Provided information:
__________

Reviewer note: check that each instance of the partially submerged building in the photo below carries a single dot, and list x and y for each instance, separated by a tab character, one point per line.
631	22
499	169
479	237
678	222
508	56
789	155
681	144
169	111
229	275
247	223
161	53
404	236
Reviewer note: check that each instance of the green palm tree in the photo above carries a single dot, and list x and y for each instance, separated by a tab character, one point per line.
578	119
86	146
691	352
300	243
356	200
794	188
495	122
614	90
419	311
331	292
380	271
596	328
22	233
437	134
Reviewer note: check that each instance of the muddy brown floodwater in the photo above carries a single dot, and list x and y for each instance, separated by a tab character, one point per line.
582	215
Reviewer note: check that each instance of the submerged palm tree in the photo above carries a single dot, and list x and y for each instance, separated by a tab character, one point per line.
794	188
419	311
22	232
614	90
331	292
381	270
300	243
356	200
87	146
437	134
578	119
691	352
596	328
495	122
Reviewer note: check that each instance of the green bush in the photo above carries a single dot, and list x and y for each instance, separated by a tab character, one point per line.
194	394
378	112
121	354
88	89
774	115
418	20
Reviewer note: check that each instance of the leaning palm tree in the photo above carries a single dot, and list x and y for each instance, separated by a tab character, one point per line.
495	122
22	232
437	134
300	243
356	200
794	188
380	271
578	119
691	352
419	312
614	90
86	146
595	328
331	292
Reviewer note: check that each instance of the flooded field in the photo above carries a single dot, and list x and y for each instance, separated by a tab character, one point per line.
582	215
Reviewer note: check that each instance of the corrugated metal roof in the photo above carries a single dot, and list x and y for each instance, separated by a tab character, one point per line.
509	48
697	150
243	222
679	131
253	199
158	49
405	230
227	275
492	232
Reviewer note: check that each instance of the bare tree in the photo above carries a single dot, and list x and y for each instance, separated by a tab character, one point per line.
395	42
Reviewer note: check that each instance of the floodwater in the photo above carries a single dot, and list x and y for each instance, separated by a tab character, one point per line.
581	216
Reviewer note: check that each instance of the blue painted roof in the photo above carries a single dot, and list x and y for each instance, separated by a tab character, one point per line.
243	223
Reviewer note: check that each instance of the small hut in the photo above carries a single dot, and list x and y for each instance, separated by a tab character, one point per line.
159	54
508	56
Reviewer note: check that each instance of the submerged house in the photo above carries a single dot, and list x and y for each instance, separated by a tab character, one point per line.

__________

Your goal:
Using the records above, please retype only the run of lines from the line holding "Reviewer note: check that each instance of the blue" through the last line, both ends included.

Exercise result:
Reviewer note: check that each instance of the blue painted roof in the photo above carries a single dot, and list x and y for each instance, separated by a tab character, one point per line.
243	223
Reviewer note: check that each instance of the small hut in the photo above carries a single dot, and list x and y for each instance, separated by a tab character, one point per line.
159	54
508	56
Reviewer note: check that each instance of the submerged house in the photo above carries a single dot, and list x and y for each instance, separated by a tab character, one point per line.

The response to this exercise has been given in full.